- [Exercise prompt]:
Count the lines in the entries below that contain the word "snow", and give only that number.

- [Provided data]:
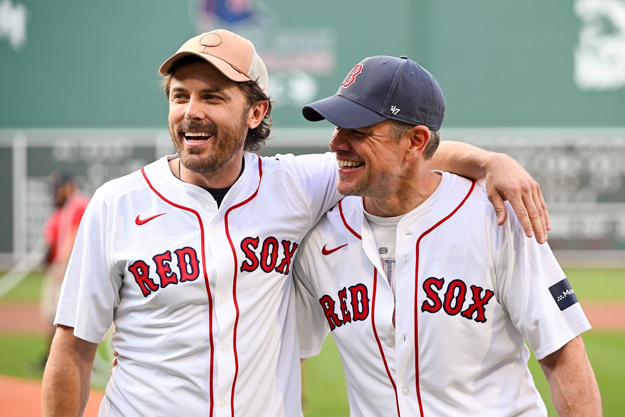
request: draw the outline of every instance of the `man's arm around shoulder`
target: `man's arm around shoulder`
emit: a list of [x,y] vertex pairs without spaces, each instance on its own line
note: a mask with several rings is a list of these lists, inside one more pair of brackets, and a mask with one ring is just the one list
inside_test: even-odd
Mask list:
[[549,381],[553,405],[561,417],[601,417],[601,396],[594,373],[577,336],[538,363]]
[[43,417],[80,417],[89,399],[91,367],[97,343],[74,336],[74,328],[58,325],[43,374]]

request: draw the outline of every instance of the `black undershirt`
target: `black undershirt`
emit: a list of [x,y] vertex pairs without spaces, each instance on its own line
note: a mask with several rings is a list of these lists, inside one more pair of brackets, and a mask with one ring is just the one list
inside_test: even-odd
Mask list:
[[[245,158],[243,158],[243,162],[241,163],[241,172],[239,173],[239,177],[241,177],[241,175],[243,173],[243,169],[244,168]],[[238,180],[239,179],[239,177],[237,177]],[[202,188],[211,193],[211,195],[212,195],[212,198],[215,199],[216,202],[217,202],[217,208],[219,209],[219,206],[221,205],[221,202],[223,201],[224,197],[226,197],[226,195],[228,194],[229,191],[230,191],[230,188],[231,188],[232,187],[232,186],[231,185],[230,187],[226,187],[224,188],[209,188],[206,187],[202,187]]]

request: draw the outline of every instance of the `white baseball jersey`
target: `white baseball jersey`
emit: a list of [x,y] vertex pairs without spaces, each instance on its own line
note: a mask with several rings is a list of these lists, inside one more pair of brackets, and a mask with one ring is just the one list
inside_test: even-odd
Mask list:
[[340,195],[334,156],[244,154],[218,209],[163,158],[101,187],[78,231],[55,323],[118,364],[101,416],[301,416],[290,272]]
[[507,209],[499,227],[483,186],[444,173],[398,225],[396,306],[361,198],[304,239],[293,266],[301,356],[332,331],[352,416],[547,415],[524,340],[541,359],[590,325],[549,247]]

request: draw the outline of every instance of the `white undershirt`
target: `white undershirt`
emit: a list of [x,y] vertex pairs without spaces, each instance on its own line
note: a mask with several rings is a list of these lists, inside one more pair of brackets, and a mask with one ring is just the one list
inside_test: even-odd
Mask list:
[[373,239],[378,246],[378,253],[382,266],[386,273],[386,281],[395,296],[395,244],[397,240],[397,225],[406,215],[396,217],[378,217],[364,212],[364,217],[373,232]]

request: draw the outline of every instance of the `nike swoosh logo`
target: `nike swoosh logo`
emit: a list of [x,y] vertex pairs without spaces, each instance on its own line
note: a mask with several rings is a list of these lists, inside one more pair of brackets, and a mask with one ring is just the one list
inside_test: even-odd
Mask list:
[[326,245],[324,245],[323,248],[321,249],[321,253],[323,254],[324,255],[329,255],[333,252],[336,252],[337,250],[342,248],[343,246],[347,246],[347,245],[348,244],[345,244],[344,245],[341,245],[338,247],[335,247],[334,249],[330,249],[329,250],[328,250],[328,249],[326,249]]
[[148,222],[149,222],[151,220],[153,220],[154,219],[156,219],[159,216],[162,216],[164,214],[167,214],[167,213],[161,213],[161,214],[157,214],[155,216],[152,216],[151,217],[148,217],[148,219],[146,219],[145,220],[139,220],[139,216],[137,216],[137,218],[134,219],[134,223],[138,226],[141,226],[142,224],[145,224],[148,223]]

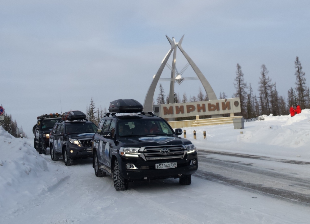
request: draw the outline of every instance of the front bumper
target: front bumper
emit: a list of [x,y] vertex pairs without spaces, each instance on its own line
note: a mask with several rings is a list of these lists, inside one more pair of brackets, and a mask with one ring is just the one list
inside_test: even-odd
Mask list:
[[93,155],[91,147],[80,147],[73,144],[70,144],[68,151],[71,158],[91,158]]
[[[191,161],[194,160],[194,164],[190,165]],[[120,163],[120,169],[122,175],[129,180],[140,179],[166,179],[179,178],[184,175],[193,174],[198,167],[197,153],[187,155],[182,159],[162,160],[156,161],[145,162],[141,158],[127,158],[122,157]],[[176,162],[177,167],[170,169],[155,169],[156,163]],[[127,169],[127,165],[134,165],[135,169]]]

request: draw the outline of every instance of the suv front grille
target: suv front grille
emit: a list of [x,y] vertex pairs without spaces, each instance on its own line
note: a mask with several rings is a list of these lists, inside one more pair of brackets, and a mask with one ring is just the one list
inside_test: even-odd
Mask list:
[[91,147],[91,139],[82,139],[80,140],[81,145],[82,147]]
[[[170,151],[166,155],[160,152],[163,148],[169,149]],[[144,156],[147,161],[168,159],[182,159],[184,154],[184,149],[181,145],[161,146],[146,147],[144,150]]]

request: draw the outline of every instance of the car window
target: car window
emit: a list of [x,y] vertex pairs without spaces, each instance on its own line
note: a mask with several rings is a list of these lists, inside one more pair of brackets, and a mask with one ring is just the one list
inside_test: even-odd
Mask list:
[[96,132],[97,126],[93,123],[73,122],[66,126],[66,133],[69,135]]
[[57,126],[57,127],[56,128],[56,132],[57,131],[60,131],[60,128],[61,127],[61,125],[60,124],[59,124]]
[[56,125],[54,126],[54,127],[53,128],[53,133],[56,133],[56,129],[57,129],[57,127],[58,127],[58,125],[59,125],[59,124],[56,124]]
[[110,124],[111,123],[111,120],[106,120],[105,123],[104,124],[104,126],[103,127],[104,131],[108,131],[109,127],[110,127]]
[[109,131],[111,132],[111,137],[114,138],[115,132],[115,123],[114,121],[112,121],[111,122]]
[[102,120],[98,125],[98,129],[97,129],[97,133],[99,134],[101,134],[101,132],[102,131],[102,127],[103,127],[103,124],[104,123],[105,120]]
[[118,127],[118,134],[121,137],[133,135],[172,135],[173,133],[171,128],[164,121],[161,120],[123,120],[119,123]]

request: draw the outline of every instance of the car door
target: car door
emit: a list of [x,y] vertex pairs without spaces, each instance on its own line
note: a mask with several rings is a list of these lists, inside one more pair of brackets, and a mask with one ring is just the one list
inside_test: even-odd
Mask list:
[[56,152],[62,153],[62,140],[64,139],[64,127],[63,124],[59,124],[56,127],[54,134],[54,149]]
[[113,120],[111,121],[110,127],[108,131],[110,133],[108,137],[103,135],[103,146],[104,145],[104,153],[103,158],[103,162],[109,166],[111,161],[111,151],[113,148],[113,143],[114,142],[114,137],[115,135],[115,122]]
[[105,159],[105,143],[106,141],[104,138],[103,133],[105,131],[107,131],[109,130],[110,125],[111,123],[112,120],[107,119],[104,121],[104,123],[103,124],[102,130],[100,134],[98,135],[98,138],[96,141],[96,145],[98,153],[98,157],[99,162],[101,163],[106,163],[106,160]]

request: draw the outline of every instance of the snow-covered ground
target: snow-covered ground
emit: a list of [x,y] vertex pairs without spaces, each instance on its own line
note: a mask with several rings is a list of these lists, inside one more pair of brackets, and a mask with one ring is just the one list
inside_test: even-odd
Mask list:
[[[245,123],[244,129],[234,129],[232,124],[183,129],[200,150],[310,162],[310,110],[293,117],[264,117],[264,121]],[[61,160],[52,161],[49,155],[39,154],[33,140],[16,138],[0,126],[0,223],[306,223],[310,220],[308,207],[194,177],[189,186],[169,179],[151,185],[134,183],[127,191],[116,191],[111,178],[95,177],[91,159],[66,166]],[[309,176],[310,165],[294,167],[294,172]]]

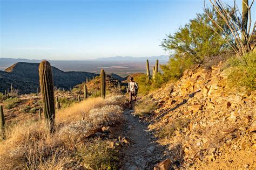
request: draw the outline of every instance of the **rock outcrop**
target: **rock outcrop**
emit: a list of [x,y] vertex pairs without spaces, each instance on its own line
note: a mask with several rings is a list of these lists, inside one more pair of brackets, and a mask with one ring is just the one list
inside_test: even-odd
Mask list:
[[255,91],[227,86],[220,66],[184,75],[149,95],[158,105],[149,128],[171,159],[185,168],[255,168]]

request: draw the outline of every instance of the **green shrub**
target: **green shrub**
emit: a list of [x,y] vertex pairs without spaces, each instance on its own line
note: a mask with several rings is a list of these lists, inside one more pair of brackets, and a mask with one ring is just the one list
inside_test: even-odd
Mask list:
[[21,111],[24,113],[28,113],[31,108],[29,105],[26,105],[23,106],[21,109]]
[[228,83],[231,87],[245,87],[249,90],[256,89],[256,52],[244,56],[243,63],[237,57],[227,60],[229,74]]
[[65,108],[70,107],[72,104],[76,102],[76,100],[75,99],[68,99],[65,97],[61,97],[58,99],[62,108]]
[[110,147],[110,141],[100,139],[78,148],[77,155],[86,168],[92,169],[117,169],[118,151]]
[[142,75],[135,77],[134,79],[134,81],[137,82],[139,85],[139,89],[138,91],[139,95],[145,95],[152,89],[152,80],[147,81],[146,75]]
[[0,101],[3,100],[4,95],[0,92]]
[[5,108],[8,109],[11,109],[17,106],[21,100],[17,97],[10,97],[4,101]]

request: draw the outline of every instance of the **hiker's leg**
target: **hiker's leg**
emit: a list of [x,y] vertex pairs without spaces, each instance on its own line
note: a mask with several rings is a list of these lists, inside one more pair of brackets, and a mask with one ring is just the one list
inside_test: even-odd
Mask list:
[[129,98],[129,107],[132,107],[132,92],[130,91],[130,98]]

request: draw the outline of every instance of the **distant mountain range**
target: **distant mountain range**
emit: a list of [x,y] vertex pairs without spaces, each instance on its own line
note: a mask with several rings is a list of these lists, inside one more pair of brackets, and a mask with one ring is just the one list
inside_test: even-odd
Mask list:
[[[22,94],[36,93],[39,87],[38,63],[18,62],[0,71],[0,91],[4,93],[10,84],[18,89]],[[86,77],[92,78],[97,74],[85,72],[63,72],[52,67],[55,86],[69,89],[85,81]]]
[[[159,63],[165,63],[169,60],[168,55],[159,55],[159,56],[144,56],[144,57],[133,57],[133,56],[116,56],[109,58],[102,58],[95,60],[49,60],[51,64],[60,66],[66,63],[70,63],[70,62],[76,63],[86,63],[92,62],[93,63],[98,63],[98,62],[145,62],[146,60],[149,60],[150,62],[154,62],[156,60],[158,59]],[[30,63],[39,63],[43,60],[29,60],[25,59],[13,59],[13,58],[0,58],[0,70],[4,70],[9,66],[12,65],[17,62],[25,62]]]
[[102,58],[96,59],[96,60],[101,61],[140,61],[145,62],[146,60],[159,60],[161,62],[168,61],[169,60],[169,56],[168,55],[159,55],[159,56],[143,56],[143,57],[133,57],[133,56],[116,56],[113,57],[109,58]]

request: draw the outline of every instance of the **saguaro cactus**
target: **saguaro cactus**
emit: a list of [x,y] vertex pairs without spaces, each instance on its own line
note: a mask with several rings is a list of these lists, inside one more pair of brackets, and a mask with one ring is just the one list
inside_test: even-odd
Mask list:
[[84,100],[86,99],[88,97],[88,91],[87,91],[86,84],[84,84]]
[[158,73],[158,60],[156,61],[156,67],[154,68],[154,74],[157,74]]
[[11,94],[12,94],[12,92],[14,92],[14,88],[12,87],[12,84],[11,83]]
[[38,121],[41,120],[41,117],[42,117],[41,109],[39,109],[39,110],[38,110]]
[[153,66],[153,74],[152,75],[152,77],[153,79],[154,79],[154,71],[156,70],[156,68],[154,68],[154,66]]
[[106,76],[104,69],[100,70],[100,87],[102,97],[105,98],[106,96]]
[[4,129],[4,110],[3,110],[3,106],[0,105],[0,125],[1,126],[1,132]]
[[55,117],[53,80],[51,67],[50,63],[45,60],[41,62],[39,66],[40,87],[43,99],[43,109],[45,119],[50,130],[52,131]]

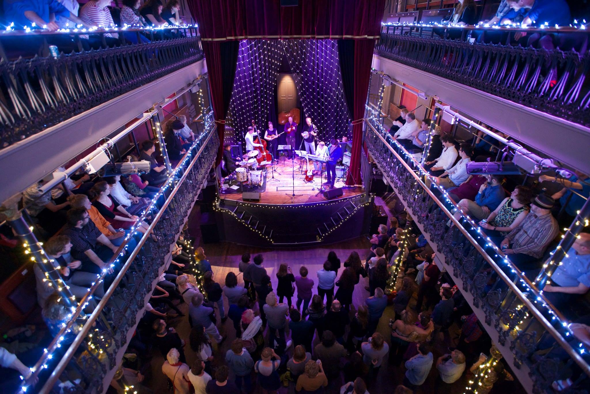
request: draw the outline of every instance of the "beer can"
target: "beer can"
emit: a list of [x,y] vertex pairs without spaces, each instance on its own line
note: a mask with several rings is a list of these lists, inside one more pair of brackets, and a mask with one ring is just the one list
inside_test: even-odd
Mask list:
[[57,49],[57,47],[54,45],[49,45],[49,53],[54,57],[60,57],[60,50]]

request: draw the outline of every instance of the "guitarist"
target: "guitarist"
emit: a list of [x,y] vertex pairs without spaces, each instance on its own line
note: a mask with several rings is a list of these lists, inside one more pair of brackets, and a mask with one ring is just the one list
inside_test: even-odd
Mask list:
[[273,155],[273,161],[278,164],[278,156],[277,155],[277,145],[278,144],[278,141],[277,139],[278,138],[278,133],[277,132],[276,129],[273,126],[273,122],[268,122],[268,128],[267,129],[266,132],[264,133],[264,139],[268,141],[268,152]]
[[301,136],[303,137],[305,142],[305,151],[312,155],[316,154],[316,136],[317,135],[317,128],[312,123],[311,118],[306,118],[305,121],[307,123],[303,126],[303,132]]
[[297,147],[295,142],[295,137],[297,135],[297,123],[293,122],[293,116],[289,116],[289,122],[285,123],[283,132],[287,135],[287,145],[291,145],[289,155],[289,158],[290,159],[293,154],[293,149]]

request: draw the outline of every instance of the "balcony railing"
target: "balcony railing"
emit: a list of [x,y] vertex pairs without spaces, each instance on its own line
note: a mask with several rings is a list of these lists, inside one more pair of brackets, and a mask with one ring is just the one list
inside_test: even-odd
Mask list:
[[[0,149],[203,59],[196,28],[178,30],[168,40],[0,63]],[[37,33],[5,32],[0,42],[27,34]]]
[[[122,254],[116,253],[107,262],[122,263],[122,268],[96,308],[90,315],[82,311],[99,282],[103,280],[106,271],[71,314],[58,322],[60,331],[31,368],[45,381],[39,392],[59,392],[58,384],[61,383],[76,393],[102,392],[106,388],[103,382],[112,378],[120,364],[146,300],[169,262],[171,245],[176,242],[215,162],[219,141],[211,121],[208,119],[205,131],[170,173],[140,218],[149,213],[157,201],[165,198],[149,231],[135,249],[127,250],[126,240],[118,249]],[[160,194],[163,198],[159,198]],[[151,233],[158,235],[158,243],[148,242]],[[125,285],[119,286],[123,282]],[[44,370],[52,372],[47,376],[43,374]],[[19,392],[26,392],[28,388],[24,387]]]
[[[445,28],[457,38],[440,38],[438,34],[442,34]],[[585,30],[407,25],[388,26],[386,30],[375,47],[377,55],[590,126],[590,89],[586,80],[590,53],[585,49],[589,38]],[[510,45],[518,32],[529,37],[539,34],[551,42],[549,47],[554,42],[559,47]],[[486,43],[490,40],[502,43]]]
[[[575,387],[587,387],[590,366],[569,322],[484,234],[453,217],[452,203],[441,202],[426,186],[419,162],[392,141],[374,117],[367,121],[364,137],[384,177],[527,391],[552,392],[551,383],[562,377],[559,369],[565,363],[552,358],[547,348],[562,349],[570,357],[568,363],[583,371]],[[454,224],[450,227],[449,220]]]

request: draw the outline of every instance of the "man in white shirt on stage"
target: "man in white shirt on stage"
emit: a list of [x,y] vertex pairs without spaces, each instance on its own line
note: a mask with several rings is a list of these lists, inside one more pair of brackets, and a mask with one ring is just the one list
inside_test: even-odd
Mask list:
[[246,152],[254,150],[255,146],[261,146],[262,144],[254,142],[254,128],[250,126],[248,128],[248,132],[244,137],[246,140]]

- [Exercise response]:
2